#### Given instruction
Reproduce every line of the entries below, requests included, with each polygon coordinate scaled by 2 and rounded to a whole number (halves round up). Omit the pictures from your answer.

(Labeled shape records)
------------------------------------------------------------
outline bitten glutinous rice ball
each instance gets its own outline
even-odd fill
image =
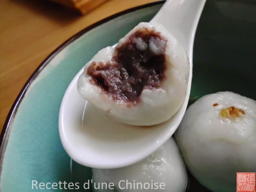
[[[189,107],[175,137],[185,163],[214,192],[236,191],[236,173],[256,172],[256,101],[231,92]]]
[[[115,48],[103,49],[86,64],[78,88],[115,120],[153,125],[178,110],[189,71],[187,54],[163,26],[141,23]]]
[[[179,149],[171,138],[147,158],[133,165],[93,169],[93,180],[95,192],[182,192],[186,190],[187,178]],[[106,190],[102,183],[110,183],[115,189]],[[100,189],[95,189],[97,188]]]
------------------------------------------------------------
#### Full output
outline bitten glutinous rice ball
each instance gets its own outline
even-odd fill
image =
[[[378,214],[350,274],[370,326],[428,384],[472,382],[472,346],[512,344],[512,202],[462,184]]]
[[[230,96],[206,98],[172,128],[156,176],[230,240],[306,250],[356,220],[378,142],[374,108],[326,52],[282,46]]]
[[[358,298],[342,276],[294,316],[266,330],[186,338],[186,360],[190,384],[364,384],[372,380],[374,356]],[[212,380],[204,366],[220,366],[230,378]],[[200,378],[190,378],[194,376]]]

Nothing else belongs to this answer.